_Your objective:_ Continue the article on deputy recruitment and housing costs in Okaloosa County, picking up after its final sentence.

_Extract to read:_
The inability of potential deputies to find an affordable place to live will soon do the most harm to public safety in Okaloosa County

This article is reprinted with permission from Mid Bay News

By Christopher Saul

It is nearly impossible to recruit deputies to Okaloosa County law enforcement agencies right now because they can’t find anywhere to live.

Three more issues compound the housing problem and make recruitment difficult for law enforcement:

But the sheriff and a local economist both agree – it’s the inability of potential deputies to find an affordable place to live that will do the most harm to public safety soon.

Recruitment was Already a Problem Before Housing Prices Shot Up

Deputies are hard to create.

Before becoming a deputy, individuals have to take an eight-month course that costs $3,500. Then they have to complete four months of in-field training before they become a net positive to the agency that hired them.

A number of those recruits will decide that the isn’t the job for them and quit during the four months of in-field training.

Add in promotions, retirement and people taking jobs at higher-paying agencies – and it’s simply hard to keep deputies out protecting the streets here in Okaloosa County.

So, deputies are a scarce resource that Sheriff Aden and other sheriffs around the state and country want to preserve at all costs.

[RELATED: What impact is housing costs and availability having on LEOs?]

That’s why Sheriff Aden was just one of several who attended the police academy graduation at Northwest Florida State College (NWFSC) on March 7. Going to the graduation is partly about showing support, but it’s also a recruiting trip.

Of the class that graduated from NWFSC, five cadets will soon join the Okaloosa County Sheriff’s Office ranks. “It’s a show of solidarity among law enforcement agencies. It’s also a show of the need to have a face-to-face with the recruits that we don’t already have on our books. [We want] to come and shake their hands and show them how proud we are of them and hopefully win them over to our agency,” Aden said about the graduation.

If Sheriff Aden is lucky, the new deputies will be permanent additions to the force. Not everyone who passes through the academy stays past their probationary period. But those who remain have plenty of community support.

“There is no better place to be a cop in the United States of America than right here in Okaloosa County,” Aden said. Despite the community support, the agency – which is allocated funds from the county for 335 full-time deputies – is 13 deputies short of full staffing, even after bringing on five recruits from the March 7 graduation.

Getting people into the pipeline in the first place is one problem. Tuition, plus eight months away from family while taking classes, adds to the problem as time away from family is a big ask for about $43,000 per year plus benefits, Sheriff Aden says.

To fight that problem – he asked for, and the Okaloosa County Board of County Commissioners approved – a cadet program. The sheriff hires new recruits as civilian employees after passing their background and other assessments. The Sheriff’s Office gives them a job in the Sheriff’s Office and pays for them to go to the police academy instead of their bonus. Their job is to go to school full time.

“We are going to have to make some moves [like the cadet program] to try and attract people into this career field; otherwise, we’re not going to have enough people to man our streets,” Sheriff Aden said, “Back in the day, they would talk about how people in south Florida paid more, but the cost of living was more. Well, you can’t say that now. We have one of the highest living costs [in Okaloosa County] in the entire United States now, short of California.”

The simple truth is that even with all of the incentives – it’s still pretty hard to live in Okaloosa County on about $43,000 for one reason – housing costs.

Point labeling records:
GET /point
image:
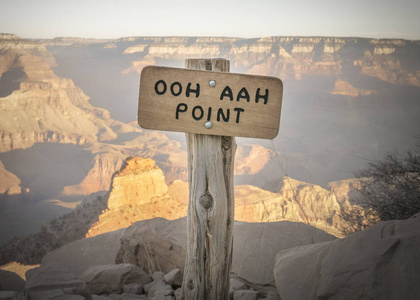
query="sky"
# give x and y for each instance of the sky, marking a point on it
(106, 19)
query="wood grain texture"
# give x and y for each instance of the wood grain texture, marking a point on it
(210, 209)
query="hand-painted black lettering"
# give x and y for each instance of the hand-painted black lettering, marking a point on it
(258, 96)
(190, 90)
(181, 107)
(220, 113)
(173, 89)
(198, 107)
(162, 88)
(238, 113)
(209, 114)
(227, 92)
(243, 94)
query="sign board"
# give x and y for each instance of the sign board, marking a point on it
(205, 102)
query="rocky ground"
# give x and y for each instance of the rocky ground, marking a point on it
(281, 260)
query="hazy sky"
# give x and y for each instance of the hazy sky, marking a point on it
(236, 18)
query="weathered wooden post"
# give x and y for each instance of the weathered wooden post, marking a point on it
(212, 106)
(210, 208)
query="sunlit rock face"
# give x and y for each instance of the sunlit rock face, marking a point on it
(139, 182)
(139, 192)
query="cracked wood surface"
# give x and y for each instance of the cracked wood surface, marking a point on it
(210, 208)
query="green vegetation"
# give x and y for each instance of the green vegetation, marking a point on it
(391, 186)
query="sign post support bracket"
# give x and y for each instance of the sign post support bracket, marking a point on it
(210, 215)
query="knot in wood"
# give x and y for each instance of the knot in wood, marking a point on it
(190, 285)
(206, 200)
(226, 144)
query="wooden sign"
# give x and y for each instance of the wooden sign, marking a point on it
(205, 102)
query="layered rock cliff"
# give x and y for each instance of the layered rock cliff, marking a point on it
(288, 57)
(138, 192)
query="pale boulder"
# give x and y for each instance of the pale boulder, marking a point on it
(381, 262)
(108, 279)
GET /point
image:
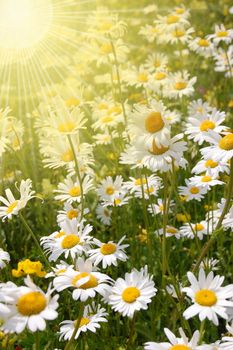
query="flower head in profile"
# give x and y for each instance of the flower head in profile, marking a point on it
(29, 307)
(108, 253)
(84, 281)
(28, 267)
(210, 299)
(12, 205)
(182, 343)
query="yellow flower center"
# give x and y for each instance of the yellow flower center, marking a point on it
(60, 234)
(226, 142)
(172, 19)
(92, 283)
(105, 26)
(110, 190)
(194, 190)
(75, 191)
(107, 119)
(143, 77)
(199, 227)
(72, 213)
(160, 76)
(172, 230)
(149, 190)
(180, 347)
(178, 33)
(115, 109)
(84, 321)
(179, 10)
(70, 241)
(117, 201)
(154, 122)
(206, 178)
(67, 126)
(206, 297)
(102, 106)
(206, 125)
(72, 102)
(108, 248)
(31, 303)
(203, 43)
(139, 182)
(130, 294)
(180, 85)
(158, 150)
(211, 164)
(11, 207)
(59, 272)
(106, 48)
(222, 34)
(67, 156)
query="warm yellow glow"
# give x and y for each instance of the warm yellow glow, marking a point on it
(23, 23)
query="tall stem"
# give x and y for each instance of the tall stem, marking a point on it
(208, 244)
(78, 174)
(33, 236)
(78, 321)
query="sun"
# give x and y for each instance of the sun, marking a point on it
(24, 23)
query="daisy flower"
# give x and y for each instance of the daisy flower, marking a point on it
(150, 123)
(151, 185)
(6, 289)
(221, 148)
(132, 293)
(58, 269)
(61, 120)
(93, 315)
(199, 108)
(72, 240)
(199, 229)
(138, 77)
(108, 253)
(212, 167)
(221, 35)
(206, 181)
(156, 61)
(227, 341)
(209, 298)
(104, 214)
(180, 85)
(70, 189)
(182, 343)
(85, 282)
(202, 46)
(12, 205)
(70, 213)
(158, 158)
(4, 258)
(191, 191)
(171, 231)
(158, 208)
(109, 188)
(198, 126)
(29, 308)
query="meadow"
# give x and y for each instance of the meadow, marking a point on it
(116, 175)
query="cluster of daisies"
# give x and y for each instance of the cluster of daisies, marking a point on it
(143, 130)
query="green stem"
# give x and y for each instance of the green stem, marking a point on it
(78, 321)
(208, 244)
(33, 236)
(78, 174)
(131, 334)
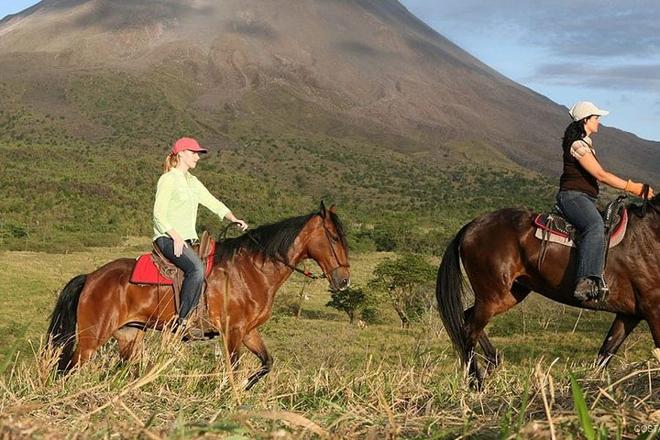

_Response:_
Inflation

Skyrocketing housing prices can seem like an impossible challenge for law enforcement agencies. According to Dr. David Goetsch, a local economist, it is about as impossible as it gets for a working-class family to buy a house right now.

“Working-class salaries have not gone up, but inflation is running at 7.5%. So not only have working-class families’ salaries not gone up - but they have declined by 7.5% because everything you have to buy costs more,” Dr. Goetsch said. Okaloosa County Sheriff’s deputies’ base pay has increased from $37,502 in 2017 to $43,804.80 in 2022 – a 16.8% increase over 5 years, which basically has kept pace with inflation.

Housing prices in Okaloosa and Walton County have skyrocketed in just the last five years. Like, in the neighborhood of 50%, soared. According to the Emerald Coast Association of Realtors, In 2017, the median home sale for the area was $292,000 – already outside of the reach of many sheriff’s deputies. In January 2022, the median home sale value was $402,000.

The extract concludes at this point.